------ INPUT
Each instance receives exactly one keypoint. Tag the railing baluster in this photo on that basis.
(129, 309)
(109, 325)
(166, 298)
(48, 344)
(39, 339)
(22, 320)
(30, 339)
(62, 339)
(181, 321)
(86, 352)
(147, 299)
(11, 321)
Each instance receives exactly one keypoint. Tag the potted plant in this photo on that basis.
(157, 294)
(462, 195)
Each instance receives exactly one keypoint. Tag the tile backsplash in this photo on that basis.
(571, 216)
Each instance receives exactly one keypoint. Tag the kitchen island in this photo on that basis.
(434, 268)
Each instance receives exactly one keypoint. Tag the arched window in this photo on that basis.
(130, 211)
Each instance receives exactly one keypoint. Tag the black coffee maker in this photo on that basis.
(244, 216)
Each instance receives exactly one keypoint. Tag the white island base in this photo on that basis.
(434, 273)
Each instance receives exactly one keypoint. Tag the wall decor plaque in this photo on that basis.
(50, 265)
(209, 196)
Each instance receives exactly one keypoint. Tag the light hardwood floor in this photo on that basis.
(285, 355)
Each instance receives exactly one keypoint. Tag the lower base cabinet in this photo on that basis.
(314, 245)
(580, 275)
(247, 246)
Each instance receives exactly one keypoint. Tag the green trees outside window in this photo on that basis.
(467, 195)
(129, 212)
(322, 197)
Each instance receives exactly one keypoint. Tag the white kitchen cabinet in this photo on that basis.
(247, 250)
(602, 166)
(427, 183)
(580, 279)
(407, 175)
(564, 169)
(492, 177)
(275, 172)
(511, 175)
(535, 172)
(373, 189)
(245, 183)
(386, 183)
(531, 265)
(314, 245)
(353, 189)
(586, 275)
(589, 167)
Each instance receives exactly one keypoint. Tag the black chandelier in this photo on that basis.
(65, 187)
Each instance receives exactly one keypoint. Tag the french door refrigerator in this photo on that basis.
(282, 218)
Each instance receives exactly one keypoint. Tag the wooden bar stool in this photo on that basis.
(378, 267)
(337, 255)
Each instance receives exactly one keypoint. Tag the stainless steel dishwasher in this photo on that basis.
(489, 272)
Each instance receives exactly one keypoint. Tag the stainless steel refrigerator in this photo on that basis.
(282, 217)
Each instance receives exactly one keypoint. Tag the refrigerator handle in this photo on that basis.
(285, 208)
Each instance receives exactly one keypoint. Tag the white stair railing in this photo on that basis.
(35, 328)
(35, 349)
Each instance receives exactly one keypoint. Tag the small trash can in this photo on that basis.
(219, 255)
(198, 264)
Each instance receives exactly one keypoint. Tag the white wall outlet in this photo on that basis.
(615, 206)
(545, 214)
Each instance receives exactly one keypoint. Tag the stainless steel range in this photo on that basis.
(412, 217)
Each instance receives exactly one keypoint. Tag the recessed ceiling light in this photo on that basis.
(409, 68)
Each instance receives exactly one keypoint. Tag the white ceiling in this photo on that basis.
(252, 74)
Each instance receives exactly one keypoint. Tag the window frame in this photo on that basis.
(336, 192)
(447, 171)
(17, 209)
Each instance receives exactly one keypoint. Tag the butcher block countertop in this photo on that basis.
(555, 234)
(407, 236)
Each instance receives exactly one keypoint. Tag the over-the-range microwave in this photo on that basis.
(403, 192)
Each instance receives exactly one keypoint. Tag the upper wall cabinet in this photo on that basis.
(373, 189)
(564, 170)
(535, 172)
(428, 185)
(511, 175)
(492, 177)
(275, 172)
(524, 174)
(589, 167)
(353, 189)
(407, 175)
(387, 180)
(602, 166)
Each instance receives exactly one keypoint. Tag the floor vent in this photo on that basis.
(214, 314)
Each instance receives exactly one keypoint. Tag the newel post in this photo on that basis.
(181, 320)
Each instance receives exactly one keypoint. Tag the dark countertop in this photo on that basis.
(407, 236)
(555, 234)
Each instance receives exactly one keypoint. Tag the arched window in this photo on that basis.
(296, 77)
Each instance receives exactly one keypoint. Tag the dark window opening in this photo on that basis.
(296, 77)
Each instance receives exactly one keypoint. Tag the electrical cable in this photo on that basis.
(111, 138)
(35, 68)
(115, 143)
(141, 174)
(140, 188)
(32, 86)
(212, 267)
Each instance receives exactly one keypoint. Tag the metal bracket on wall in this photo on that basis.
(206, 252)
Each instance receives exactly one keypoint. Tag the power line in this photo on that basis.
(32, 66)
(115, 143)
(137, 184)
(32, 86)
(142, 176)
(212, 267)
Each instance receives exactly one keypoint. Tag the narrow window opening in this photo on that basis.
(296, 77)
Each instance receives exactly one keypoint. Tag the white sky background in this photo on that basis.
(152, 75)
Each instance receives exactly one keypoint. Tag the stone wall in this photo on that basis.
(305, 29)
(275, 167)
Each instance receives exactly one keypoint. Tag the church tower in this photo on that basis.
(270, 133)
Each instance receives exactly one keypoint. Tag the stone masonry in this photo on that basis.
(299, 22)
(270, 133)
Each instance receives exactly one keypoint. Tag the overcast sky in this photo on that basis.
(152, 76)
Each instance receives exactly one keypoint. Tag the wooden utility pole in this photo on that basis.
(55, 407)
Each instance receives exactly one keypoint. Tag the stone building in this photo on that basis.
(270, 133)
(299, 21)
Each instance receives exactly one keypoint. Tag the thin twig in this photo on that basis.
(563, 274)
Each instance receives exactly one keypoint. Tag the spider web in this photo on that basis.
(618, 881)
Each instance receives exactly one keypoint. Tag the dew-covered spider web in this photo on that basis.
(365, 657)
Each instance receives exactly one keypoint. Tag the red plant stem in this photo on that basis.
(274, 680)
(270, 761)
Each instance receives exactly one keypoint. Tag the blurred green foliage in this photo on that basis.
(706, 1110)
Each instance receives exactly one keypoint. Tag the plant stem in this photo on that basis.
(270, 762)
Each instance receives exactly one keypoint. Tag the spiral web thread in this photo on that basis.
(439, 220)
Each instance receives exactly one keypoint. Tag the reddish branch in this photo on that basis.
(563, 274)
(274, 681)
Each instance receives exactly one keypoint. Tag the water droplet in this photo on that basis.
------------
**PROBLEM TO WORK ON**
The required answer is every line of the data, duplicated exactly.

**EXPECTED ANSWER**
Each instance receives exactly one keypoint. Tag the railing baluster in this photo on that basis.
(129, 309)
(109, 325)
(166, 298)
(48, 344)
(39, 339)
(22, 320)
(30, 339)
(62, 339)
(181, 321)
(86, 352)
(147, 299)
(11, 321)
Each instance receives exactly one keypoint. Tag the potted plant in this photo on that basis.
(157, 294)
(462, 195)
Each instance receives exactly one keypoint. Tag the tile backsplash in this photo on that basis.
(571, 216)
Each instance receives exactly one keypoint. Tag the kitchen island in this photo on that basis.
(434, 268)
Each instance receives exactly one keypoint. Tag the arched window in this photo on that basis.
(130, 211)
Each instance receives exactly one keypoint. Tag the black coffee maker in this photo on that basis.
(244, 216)
Each instance receives exactly one keypoint. Tag the white island base in this photo on that basis.
(434, 273)
Each instance receives exactly one keypoint. Tag the wall decor plaque in this photo on that basis.
(50, 265)
(209, 196)
Each instance receives exactly one keypoint. Tag the light hardwood floor in this photo on that basis.
(285, 355)
Each instance receives exactly one keypoint. Tag the lower base cabinet in this photo on that basis.
(314, 245)
(580, 275)
(247, 246)
Each instance receives exactly one keypoint. Tag the green trees outside window in this photo on that basis.
(467, 195)
(129, 212)
(322, 197)
Each instance receives exactly one keypoint. Tag the white kitchen cabinet in this photo on that basis.
(247, 250)
(602, 166)
(427, 183)
(580, 279)
(407, 175)
(564, 169)
(492, 177)
(275, 172)
(511, 175)
(535, 172)
(373, 189)
(245, 183)
(386, 183)
(531, 265)
(314, 245)
(353, 189)
(586, 275)
(589, 167)
Each instance receives exactly one keypoint. Tag the black chandelier in this photo on that basis.
(65, 187)
Each instance receives exactly one keypoint. Tag the french door refrigerator in this photo on that basis.
(282, 218)
Each instance receives exactly one keypoint. Tag the wooden bar stool in this photo on that basis.
(378, 267)
(337, 255)
Each instance receives exactly one keypoint. Tag the stainless steel dishwasher in this photo on that basis.
(489, 272)
Each instance receives exactly one keypoint. Tag the stainless steel refrigerator in this photo on that basis.
(282, 217)
Each instance receives exactly one keypoint. Tag the refrigerator handle in this photo on that basis.
(285, 208)
Each instance receives exactly one keypoint. Tag the white stair railing in this photo on that basis.
(35, 328)
(35, 349)
Each instance receives exactly one keypoint. Tag the small trash can in this photo on that basis.
(219, 255)
(198, 264)
Each instance receives exactly one keypoint. Tag the white wall outlet in this photo on that basis.
(615, 206)
(545, 214)
Each instance receives exactly one keypoint. Tag the stainless steel range in this photo on that basis.
(412, 217)
Each instance receives exactly one keypoint. Tag the recessed ceiling light in this photo on that basis.
(409, 68)
Each instance receives exactly one keypoint. Tag the white ceiling in this photo on that basis.
(252, 74)
Each instance receives exactly one keypoint. Tag the window frame in this photo on that basis.
(336, 192)
(447, 171)
(17, 209)
Each instance receives exactly one keypoint. Tag the butcher block countertop in this photo on that basis.
(555, 234)
(407, 236)
Each instance receives exactly one keypoint. Tag the over-the-range microwave in this photo on that basis.
(403, 192)
Each instance receives exactly one keypoint. Tag the upper wall cabinet in this photo on that basis.
(373, 189)
(564, 170)
(535, 172)
(428, 185)
(511, 175)
(492, 177)
(275, 172)
(524, 174)
(589, 167)
(353, 189)
(407, 175)
(387, 180)
(602, 166)
Each instance receives exactly one keypoint. Tag the floor vent in this photo on that basis.
(214, 314)
Each instance receives exactly one keypoint. Tag the newel post in this photo on that basis.
(181, 320)
Each instance receives exactly one keypoint. Tag the dark countertop in this photo on that basis.
(407, 236)
(555, 234)
Each instance receives exactly one keypoint. Tag the arched window in this photo on that basis.
(296, 77)
Each instance receives exactly one keypoint. Tag the dark window opening in this photo on that basis.
(296, 77)
Each instance receives exactly one keypoint. Tag the electrical cable in this photo on that basis.
(111, 138)
(35, 68)
(115, 143)
(141, 174)
(140, 188)
(32, 86)
(212, 267)
Each instance receives exactly one keypoint. Tag the metal bracket on wall in this photo on that basis.
(206, 252)
Each instance receives exactly one keypoint. Tag the power line in this photo on that basis.
(32, 66)
(115, 143)
(137, 184)
(32, 86)
(142, 176)
(212, 267)
Each instance receives exactly one keypoint. Tag the narrow window opening in this photo on that basis.
(296, 77)
Each instance receives exactly one keypoint. Tag the white sky background in this photo on that basis.
(152, 75)
Each instance receives exactly one keypoint. Tag the stone wall in this photo on that basis.
(305, 29)
(275, 167)
Each instance receives exactly one keypoint. Tag the church tower in this photo on that basis.
(270, 133)
Each instance receives exactly one keypoint. Tag the stone masonry in this photo on that basis.
(299, 22)
(270, 133)
Each instance receives exactly one keypoint. Tag the overcast sky in this photo on that basis.
(152, 76)
Each instance receives exactly one keypoint. Tag the wooden utility pole in this photo on that basis.
(55, 407)
Each instance receives exactly one keypoint. Tag the stone building in this photo on that basis.
(270, 133)
(299, 21)
Each instance receives exactly one keypoint. Tag the thin twig in this photo on that basis.
(563, 274)
Each instance receives exactly one keypoint. Tag the spider web in this photo on that basis.
(618, 881)
Each instance receives exactly one keypoint. Tag the dew-covered spider web in this photo on that basis.
(365, 657)
Each instance receives exactly one keypoint. Tag the red plant stem in this photo on that basis.
(274, 680)
(270, 761)
Each instance receives exactly one keypoint. Tag the blurred green foliage in this photo on that basis.
(706, 1110)
Each instance receives exactly one keypoint. Tag the plant stem in this photo on that basis.
(270, 762)
Each instance receives exactly one keypoint. Tag the spiral web thread in this photo on that basis.
(439, 220)
Each instance receives exactly one keypoint. Tag the reddish branch in this photo on that basis.
(563, 274)
(274, 681)
Each instance receives exactly one keypoint. Tag the water droplet in this photo on that basis.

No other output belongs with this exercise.